> COMPITO DA SVOLGERE: Scrivi il seguito del testo su Rob Minkoff e il film di Stuart Little, partendo subito dopo l'ultima frase riportata.

> TESTO DI PARTENZA:
● ● ● ●

Squit, miao, ciak: si gira

Con Il Re Leone ha ridato fiato al cartone animato nel cinema. Adesso Rob Minkoff ha fatto un altro miracolo: la regia di un film dove recitano uomini, gatti e un topo virtuale disegnato al computer. "Una fatica spaventosa", dice. Ma anche il piacere di raccontare una storia, come quella del piccolo roditore Stuart Little, che insegna la tolleranza e l’amore

E’ stato il regista de Il re leone, la pellicola che ha praticamente salvato il cinema d’animazione Disney dallo scivolare sul viale del tramonto. Adesso Rob Minkoff è tornato con un successo stratosferico: quello legato alle avventure del topino Stuart Little. Un personaggio dolce e simpatico, reso miliardario dagli incassi ottenuti in tutto il mondo.

Quella di Stuart Little non è una storia molto conosciuta dal grande pubblico. Non era preoccupato ad avvicinarsi ad un progetto con qualche rischio?

● ● ● ●

> VOCI FORNITE:

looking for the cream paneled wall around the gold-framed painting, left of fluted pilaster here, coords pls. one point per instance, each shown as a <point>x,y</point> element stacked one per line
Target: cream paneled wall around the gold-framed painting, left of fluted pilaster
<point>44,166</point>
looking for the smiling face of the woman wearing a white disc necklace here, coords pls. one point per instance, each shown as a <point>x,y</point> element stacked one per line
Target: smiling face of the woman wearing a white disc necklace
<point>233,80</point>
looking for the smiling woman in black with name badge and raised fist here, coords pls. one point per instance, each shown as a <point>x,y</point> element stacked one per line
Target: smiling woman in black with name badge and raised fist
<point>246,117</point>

● ● ● ●

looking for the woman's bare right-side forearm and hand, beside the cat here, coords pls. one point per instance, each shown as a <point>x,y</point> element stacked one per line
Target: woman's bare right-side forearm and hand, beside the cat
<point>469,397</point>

● ● ● ●

> RISPOSTA AL COMPITO:
Effettivamente è vero, molte persone che conoscevano la storia erano entusiaste del fatto che stavo per trasporre sul grande schermo un libro della loro infanzia. Altri mi guardavano un po’ incerti… credo, però, che il materiale nella storia sia talmente straordinario e originale da facilitare a qualunque autore il suo approccio al lavoro.

Nessuno considera strano il fatto che Stuart sia un topo e viva in un orfanotrofio insieme a degli umani. Un invito e un insegnamento a tutti i giovani riguardo la tolleranza…

Questo è diventato l’elemento centrale del film che ci ha aiutato a coagulare l’intera trama intorno ad un’idea. E’ stato un faro per non perderci all’interno della matassa di idee che volevamo raccontare. Questo è un qualcosa che ho imparato dai miei anni di lavoro alla Disney.

Eppure la Disney, però, da tempo non tenta di raccontare fiabe così vecchio stile…

E’ vero, ma questo processo è stato aiutato dalla tecnologia che consente di raccontare storie con tecniche differenti. La sfida oggi per un autore è rendere il computer un mero strumento per raccontare meglio il calore dell’umanità. Del resto io ho passato due anni della mia vita a lavorare su questo film. Desidero che ogni cosa che faccio abbia un ‘valore aggiunto’ da offrire al pubblico. La profonda umanità di Stuart Little era uno degli scopi che mi ero prefissato.

Come mai è stato scelto per dirigere questo film?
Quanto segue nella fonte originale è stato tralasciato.